So what does this mean to the average driver? Consider two fictional people, both of whom hold car insurance policies with Progressive and opt in to PAYD:

Steve, a twenty-one-year-old New Jersey resident who drives a 2012, tricked-out, cherry red CorvetteBetty, a forty-nine-year-old grandmother in Lincoln, Nebraska, who drives a used Volvo station wagon

All else being equal, which driver pays the higher car insurance premium? In 1994, the answer was obvious: Steve. In the near future, however, the answer will be much less certain: it will depend on the data. That is, vastly different driver profiles and demographic information will mean less and less to car insurance companies. Traditional levers like those will be increasingly supplemented with data on drivers’ individual patterns. What if Steve’s flashy Corvette belies the fact that he always obeys traffic signals, yields to pedestrians, and never speeds? He is the embodiment of safety. Conversely, despite her stereotypical profile, Betty drives like a maniac while texting like a teenager.

In this new world, what happens at rate renewal time for each driver? Based upon the preceding information, Progressive happily discounts Steve’s previous insurance by 60 percent but triples Betty’s renewal rate. In each case, the new rate reflects new—and far superior—data that Progressive has collected on each driver.

────

» Brief 1: Translate into Spanish this sentence from the passage on pay-as-you-drive insurance: "In 1994, the answer was obvious: Steve."

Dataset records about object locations
────

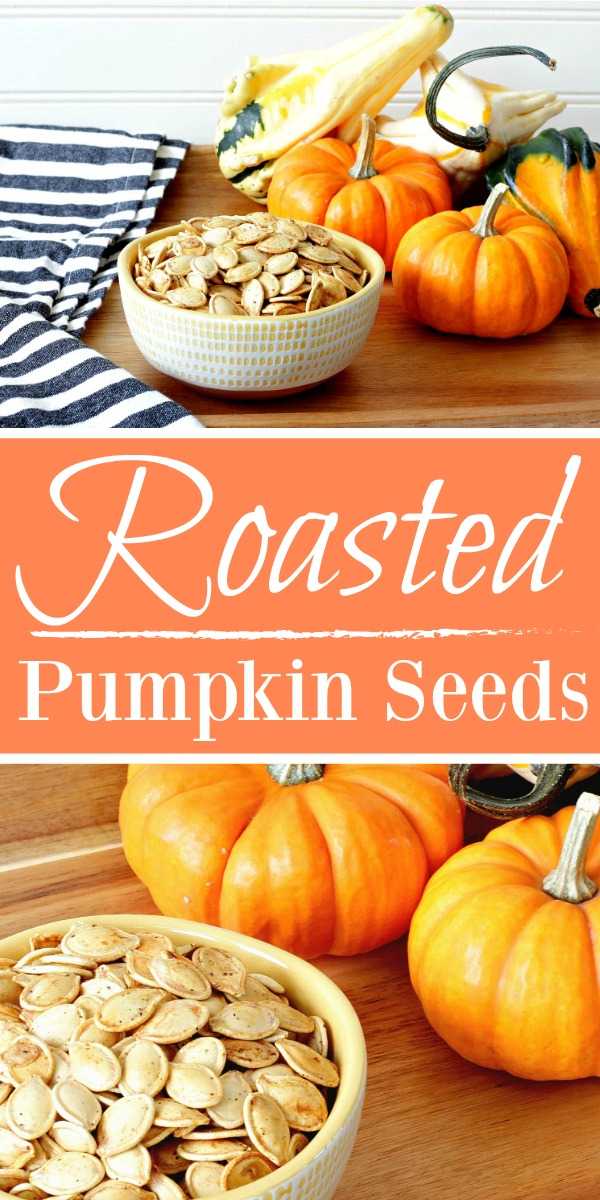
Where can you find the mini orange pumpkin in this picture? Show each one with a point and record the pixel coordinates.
(375, 191)
(503, 948)
(319, 861)
(490, 273)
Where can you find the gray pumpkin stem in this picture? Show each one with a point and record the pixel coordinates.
(288, 774)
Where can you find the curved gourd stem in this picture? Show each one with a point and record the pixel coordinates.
(289, 774)
(550, 783)
(475, 138)
(569, 881)
(486, 227)
(364, 166)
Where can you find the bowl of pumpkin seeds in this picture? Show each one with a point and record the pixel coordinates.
(250, 304)
(151, 1059)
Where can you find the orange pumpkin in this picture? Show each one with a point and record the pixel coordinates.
(503, 948)
(319, 861)
(490, 273)
(375, 191)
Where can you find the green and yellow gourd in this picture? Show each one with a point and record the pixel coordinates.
(274, 106)
(557, 177)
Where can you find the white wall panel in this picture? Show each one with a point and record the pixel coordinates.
(159, 66)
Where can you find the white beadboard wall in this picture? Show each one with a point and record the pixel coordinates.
(145, 65)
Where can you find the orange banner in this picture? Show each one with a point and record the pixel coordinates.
(300, 595)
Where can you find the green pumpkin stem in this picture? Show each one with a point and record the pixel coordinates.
(364, 166)
(569, 881)
(474, 138)
(289, 774)
(486, 225)
(550, 781)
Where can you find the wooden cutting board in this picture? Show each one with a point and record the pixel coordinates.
(406, 376)
(435, 1127)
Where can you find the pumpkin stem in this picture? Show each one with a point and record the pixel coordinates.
(479, 137)
(549, 781)
(569, 881)
(364, 166)
(288, 774)
(486, 225)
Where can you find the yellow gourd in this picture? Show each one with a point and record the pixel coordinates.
(273, 106)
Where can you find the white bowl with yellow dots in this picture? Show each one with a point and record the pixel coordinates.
(58, 978)
(244, 354)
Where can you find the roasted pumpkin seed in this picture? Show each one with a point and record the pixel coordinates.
(247, 1168)
(267, 1127)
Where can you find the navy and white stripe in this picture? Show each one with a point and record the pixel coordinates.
(70, 199)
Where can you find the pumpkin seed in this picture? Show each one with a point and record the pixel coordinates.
(129, 1009)
(130, 1167)
(27, 1057)
(102, 943)
(124, 1125)
(216, 1134)
(245, 1020)
(228, 1111)
(195, 1086)
(243, 273)
(297, 1144)
(203, 1180)
(165, 1188)
(11, 1179)
(318, 1039)
(247, 233)
(300, 1101)
(225, 971)
(175, 1021)
(247, 1168)
(205, 265)
(95, 1066)
(252, 298)
(15, 1151)
(167, 1158)
(270, 283)
(216, 235)
(58, 1025)
(91, 1032)
(203, 1051)
(226, 256)
(251, 1055)
(75, 1102)
(118, 1105)
(187, 298)
(310, 1063)
(172, 1114)
(214, 1150)
(267, 1127)
(180, 977)
(30, 1109)
(69, 1174)
(145, 1068)
(280, 264)
(73, 1138)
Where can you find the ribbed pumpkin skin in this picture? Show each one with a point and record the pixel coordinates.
(336, 865)
(507, 975)
(312, 184)
(557, 177)
(504, 286)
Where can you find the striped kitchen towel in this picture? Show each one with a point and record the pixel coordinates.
(70, 199)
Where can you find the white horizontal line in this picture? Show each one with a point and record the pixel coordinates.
(258, 635)
(281, 12)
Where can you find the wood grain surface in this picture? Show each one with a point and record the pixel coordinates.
(435, 1127)
(406, 376)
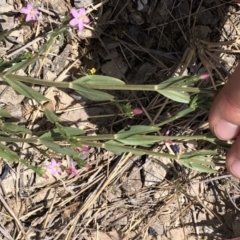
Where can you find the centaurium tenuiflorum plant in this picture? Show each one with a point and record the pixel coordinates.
(63, 140)
(30, 12)
(79, 18)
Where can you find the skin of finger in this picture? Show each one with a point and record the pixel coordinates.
(226, 105)
(234, 156)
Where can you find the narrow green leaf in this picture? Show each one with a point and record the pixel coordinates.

────

» Brief 2: Render the entries as a Markdown table with the columns "No." and "Line", starting at the line that contains "Where can you find the yellow" and ending at the last line of the entries, with both ends included. Omit blank lines and pictures.

» Exercise solution 1: En 1994, la respuesta era obvia: Steve.

» Exercise solution 2:
| No. | Line |
|---|---|
| 1 | Where can you find the yellow gourd in this picture? Show each one with a point and record the pixel coordinates. |
| 2 | (273, 106) |
| 3 | Where can you find the white bowl with yellow dots in this picture? Show each one with a point and record the pixel coordinates. |
| 4 | (58, 978) |
| 5 | (244, 354) |
| 6 | Where can you find the roasted pumpkin seed in this picture? Show each one with a point and record the pixel coordinates. |
| 7 | (247, 1168) |
| 8 | (267, 1127) |
| 9 | Where can you find the navy and white stripe in this picture? Show each one with a point and record the pixel coordinates. |
| 10 | (70, 199) |
| 11 | Where can you find the pumpkin seed in this picture? Show each one with a point and record the pixel coordinates. |
| 12 | (129, 1009) |
| 13 | (130, 1167) |
| 14 | (27, 1057) |
| 15 | (102, 943) |
| 16 | (124, 1125) |
| 17 | (216, 1134) |
| 18 | (245, 1020) |
| 19 | (228, 1111) |
| 20 | (195, 1086) |
| 21 | (243, 273) |
| 22 | (297, 1144) |
| 23 | (203, 1180) |
| 24 | (165, 1188) |
| 25 | (11, 1179) |
| 26 | (318, 1039) |
| 27 | (247, 233) |
| 28 | (300, 1101) |
| 29 | (225, 971) |
| 30 | (175, 1021) |
| 31 | (247, 1168) |
| 32 | (205, 265) |
| 33 | (95, 1066) |
| 34 | (252, 298) |
| 35 | (15, 1151) |
| 36 | (167, 1158) |
| 37 | (270, 283) |
| 38 | (216, 235) |
| 39 | (58, 1025) |
| 40 | (91, 1032) |
| 41 | (203, 1051) |
| 42 | (226, 256) |
| 43 | (251, 1055) |
| 44 | (75, 1102) |
| 45 | (118, 1105) |
| 46 | (187, 298) |
| 47 | (310, 1063) |
| 48 | (172, 1114) |
| 49 | (214, 1150) |
| 50 | (267, 1127) |
| 51 | (180, 977) |
| 52 | (30, 1109) |
| 53 | (69, 1174) |
| 54 | (145, 1068) |
| 55 | (280, 264) |
| 56 | (73, 1138) |
| 57 | Where can you find the ribbed pumpkin skin in this picture? Show each one with a point and record the pixel coordinates. |
| 58 | (336, 865) |
| 59 | (507, 975) |
| 60 | (312, 184) |
| 61 | (557, 177) |
| 62 | (504, 286) |
| 63 | Where can you find the striped kitchen towel in this picture? Show each one with a point and record the pixel coordinates. |
| 64 | (70, 199) |
| 65 | Where can you find the white horizontal line in this picture? Show each one with a point and record the pixel coordinates. |
| 66 | (258, 635) |
| 67 | (281, 12) |
| 68 | Where can you find the wood grain surface in this picture? Show each one with a point and record the pixel coordinates. |
| 69 | (435, 1127) |
| 70 | (406, 376) |
| 71 | Where can you find the centaurium tenuiflorum plant in this picture? Show each one with a point and record the pixel coordinates. |
| 72 | (63, 140) |
| 73 | (30, 12) |
| 74 | (79, 18) |
| 75 | Where can you find the skin of finger in this picture? Show each one with a point and record the pixel coordinates. |
| 76 | (226, 105) |
| 77 | (234, 156) |
| 78 | Where can you find the narrow green leaf in this picture? Show each one with a point and record the pixel coordinates. |